--- Start of Article ---
The parameters may be defined, for instance, by data on the relative distance of two or more components to each other. In a preferred embodiment of the present invention, the relative actual distance and/or the relative actual alignment of each of at least two components to each other is determined and/or assessed. Preferably, the process of determining and/or assessing is performed by mechanical means, which at least in parts have a surface contact with at least one of the components during the determining and/or assessment process of the respective parameters or of the relative distance. A tool as described in detail in the following may in particular be provided as such a mechanical means.

The invention further relates to a tool for information output which may comprise a base body and a measuring unit for determining and/or assessing one or more physical parameters of one or more components of a system and/or of an apparatus. Furthermore, the tool may comprise a first assignment means for assigning several parameters to a first is- or to a first is-not-information, respectively, wherein the first is- or the first is-not-information can be output and/or displayed by the tool depending on the determined and/or assessed parameters. The output and/or display may be effected by the tool in a visual or acoustical manner, for instance. The tool according to the invention also comprises a second assignment means for assigning several parameters to a second is- or to a second is-not-information, respectively, wherein the second is- or the second is-not-information can be output and/or displayed by the tool depending on the determined and/or assessed parameters.

According to the invention, the tool is used for systems in which the first component and the second component are designed as readjustable guide bars and/or readjustable guide elements for guiding and/or directing containers on a conveyor. The readjustment may thereby be defined as a readjustment of the relative distance of the guide bars and/or guide elements to each other. The conveyor may be designed as a horizontal conveying device, for instance.

If the base body has a suitable geometric design, it is furthermore possible to verify and, if required, set and/or adjust the height or the distance of the first component and the second component in relation to a bottom surface, for instance a conveyor, and preferably a horizontal conveyor. The first and the second component can thereby abut on one of sides of the base body facing the first and the second component. The base body may accordingly comprise two parallel or at least nearly parallel stop surfaces for one component each of the apparatus or of the system.
--- End of Article ---
--- Start of Provided material ---
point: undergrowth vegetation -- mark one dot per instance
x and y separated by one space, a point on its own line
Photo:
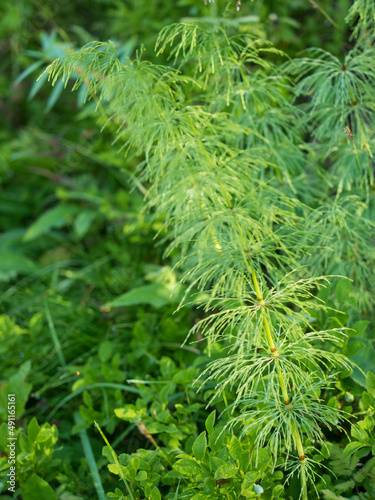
187 259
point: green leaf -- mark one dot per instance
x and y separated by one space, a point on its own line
37 86
199 446
187 466
360 434
370 383
36 487
278 490
263 458
210 422
55 218
351 448
226 471
235 448
343 290
358 328
155 294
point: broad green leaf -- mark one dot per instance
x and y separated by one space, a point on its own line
199 446
277 490
54 218
360 434
187 466
210 422
226 471
155 494
352 448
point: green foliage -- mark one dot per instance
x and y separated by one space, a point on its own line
255 192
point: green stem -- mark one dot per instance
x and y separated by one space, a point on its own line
268 331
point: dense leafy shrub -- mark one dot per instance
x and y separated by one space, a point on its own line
257 171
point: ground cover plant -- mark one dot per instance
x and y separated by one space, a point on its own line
253 169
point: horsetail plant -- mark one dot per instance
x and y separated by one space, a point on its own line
220 147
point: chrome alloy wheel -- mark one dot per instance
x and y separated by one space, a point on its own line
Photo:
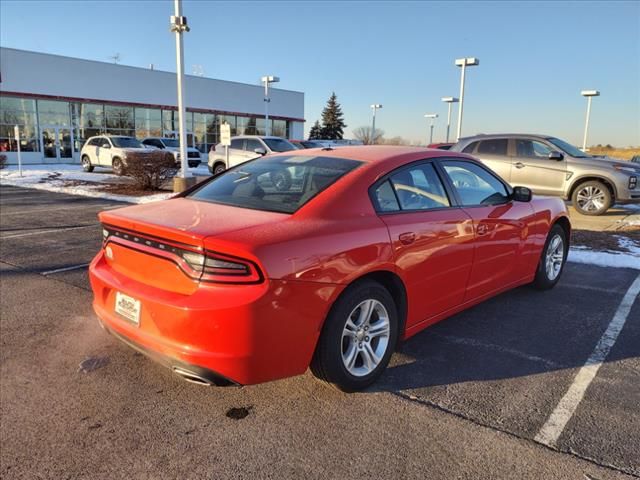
591 198
554 257
365 338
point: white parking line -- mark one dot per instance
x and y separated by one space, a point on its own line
64 229
499 348
552 429
65 269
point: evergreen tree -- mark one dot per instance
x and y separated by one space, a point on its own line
332 119
316 131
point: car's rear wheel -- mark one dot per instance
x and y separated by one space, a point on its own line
118 166
553 259
86 164
217 169
358 338
592 198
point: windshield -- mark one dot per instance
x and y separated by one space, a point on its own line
277 184
278 144
126 142
568 148
171 142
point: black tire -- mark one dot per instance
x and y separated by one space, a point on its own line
328 364
117 166
281 180
544 280
86 164
595 190
217 168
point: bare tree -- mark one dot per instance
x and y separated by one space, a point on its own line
366 136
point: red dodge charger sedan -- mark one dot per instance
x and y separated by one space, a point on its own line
237 281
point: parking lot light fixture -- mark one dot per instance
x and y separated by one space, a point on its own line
267 80
589 94
374 107
179 26
432 116
464 63
450 101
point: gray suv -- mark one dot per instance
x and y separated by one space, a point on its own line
550 166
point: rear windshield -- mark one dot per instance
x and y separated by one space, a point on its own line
126 142
278 144
277 184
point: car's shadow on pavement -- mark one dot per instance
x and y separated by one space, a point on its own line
517 334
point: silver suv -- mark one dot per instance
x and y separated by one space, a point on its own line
550 166
244 148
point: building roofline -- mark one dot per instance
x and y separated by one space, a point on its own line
118 65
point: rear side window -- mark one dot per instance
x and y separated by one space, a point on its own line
497 146
475 185
470 148
277 184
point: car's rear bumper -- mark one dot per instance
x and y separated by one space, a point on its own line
242 334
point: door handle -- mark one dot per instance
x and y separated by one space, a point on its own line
407 238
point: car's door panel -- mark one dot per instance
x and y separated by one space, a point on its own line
533 168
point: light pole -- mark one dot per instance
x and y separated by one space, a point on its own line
464 63
450 101
589 94
179 26
267 80
432 116
374 107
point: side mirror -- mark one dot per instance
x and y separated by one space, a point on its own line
522 194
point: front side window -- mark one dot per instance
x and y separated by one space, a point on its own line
475 185
532 149
496 146
278 184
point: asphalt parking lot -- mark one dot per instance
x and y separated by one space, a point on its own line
465 399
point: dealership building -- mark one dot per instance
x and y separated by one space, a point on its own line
58 102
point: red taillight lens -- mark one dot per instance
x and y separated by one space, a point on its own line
216 267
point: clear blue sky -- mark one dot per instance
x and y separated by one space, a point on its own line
535 57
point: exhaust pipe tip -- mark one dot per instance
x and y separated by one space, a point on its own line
192 377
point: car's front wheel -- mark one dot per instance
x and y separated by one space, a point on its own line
592 198
118 166
358 338
553 258
86 164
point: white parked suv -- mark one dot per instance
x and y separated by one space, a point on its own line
173 145
244 148
109 152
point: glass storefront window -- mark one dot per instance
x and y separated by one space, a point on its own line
119 117
21 112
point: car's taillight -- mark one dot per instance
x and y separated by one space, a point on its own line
216 267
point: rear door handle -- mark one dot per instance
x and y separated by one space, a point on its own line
407 238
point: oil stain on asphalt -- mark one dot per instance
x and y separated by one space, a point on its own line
238 413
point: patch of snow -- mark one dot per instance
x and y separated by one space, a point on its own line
52 178
604 259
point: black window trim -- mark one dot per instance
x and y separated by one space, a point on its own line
486 169
452 197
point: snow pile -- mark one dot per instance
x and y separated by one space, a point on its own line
606 259
55 178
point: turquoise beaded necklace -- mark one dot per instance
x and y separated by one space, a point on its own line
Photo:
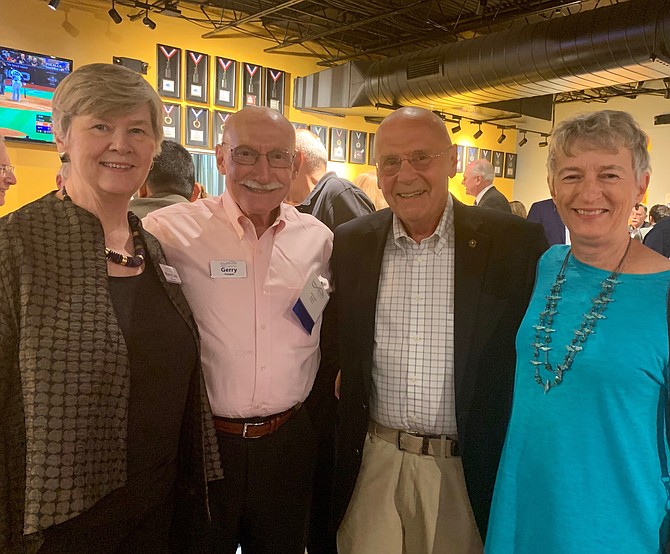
543 329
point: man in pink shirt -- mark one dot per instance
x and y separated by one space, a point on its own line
243 259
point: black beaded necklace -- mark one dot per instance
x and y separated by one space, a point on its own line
128 261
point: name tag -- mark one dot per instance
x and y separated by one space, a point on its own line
227 269
170 274
312 301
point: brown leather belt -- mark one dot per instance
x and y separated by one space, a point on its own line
438 446
254 428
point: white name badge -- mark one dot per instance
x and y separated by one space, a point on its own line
170 274
312 301
227 269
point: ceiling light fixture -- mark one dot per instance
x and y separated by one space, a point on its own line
524 140
147 22
116 16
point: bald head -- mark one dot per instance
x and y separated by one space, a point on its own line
261 116
418 116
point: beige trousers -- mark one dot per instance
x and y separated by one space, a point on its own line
408 504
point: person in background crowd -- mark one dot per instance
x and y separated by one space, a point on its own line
478 182
7 177
244 259
367 182
329 198
101 397
428 296
518 208
638 222
585 463
545 213
658 237
171 180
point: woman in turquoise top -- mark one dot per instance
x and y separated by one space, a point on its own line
585 463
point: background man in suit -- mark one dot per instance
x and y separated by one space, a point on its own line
478 182
545 213
429 295
170 181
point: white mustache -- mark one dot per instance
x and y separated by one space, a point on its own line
267 187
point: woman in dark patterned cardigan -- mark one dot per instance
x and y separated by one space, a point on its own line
101 394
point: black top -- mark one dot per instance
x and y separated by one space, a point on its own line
162 355
334 201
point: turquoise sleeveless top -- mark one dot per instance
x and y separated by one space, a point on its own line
582 470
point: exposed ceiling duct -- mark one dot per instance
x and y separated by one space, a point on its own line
612 45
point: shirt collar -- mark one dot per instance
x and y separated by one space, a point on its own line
444 229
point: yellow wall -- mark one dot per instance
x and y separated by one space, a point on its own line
84 33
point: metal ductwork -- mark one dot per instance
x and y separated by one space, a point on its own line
613 45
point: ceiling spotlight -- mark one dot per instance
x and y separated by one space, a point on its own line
147 22
524 140
116 16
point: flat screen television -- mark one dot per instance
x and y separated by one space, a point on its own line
26 89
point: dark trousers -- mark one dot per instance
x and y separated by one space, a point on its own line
263 501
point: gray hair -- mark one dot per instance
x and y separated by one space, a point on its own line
104 90
312 149
606 129
484 169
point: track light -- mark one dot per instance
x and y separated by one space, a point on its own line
116 16
147 22
524 140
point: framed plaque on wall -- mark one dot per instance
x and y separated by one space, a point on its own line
371 150
510 165
274 89
218 123
197 71
197 124
320 131
357 147
168 63
460 155
338 145
498 161
171 119
226 81
252 93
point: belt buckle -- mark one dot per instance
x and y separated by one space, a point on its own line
248 424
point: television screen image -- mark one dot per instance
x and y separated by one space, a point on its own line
27 85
--- End of Provided material ---
Exercise tasks:
1/ From the text on the conveyor guide bar tool, list the parts the tool is said to comprise.
2/ Reproduce the listing from the line that contains "point: television screen" through the end of the listing.

The answers:
1/
- a base body
- a measuring unit
- a first assignment means
- a second assignment means

2/
point: television screen image -- mark one dot per instance
x and y separated by one space, a point on its own line
27 85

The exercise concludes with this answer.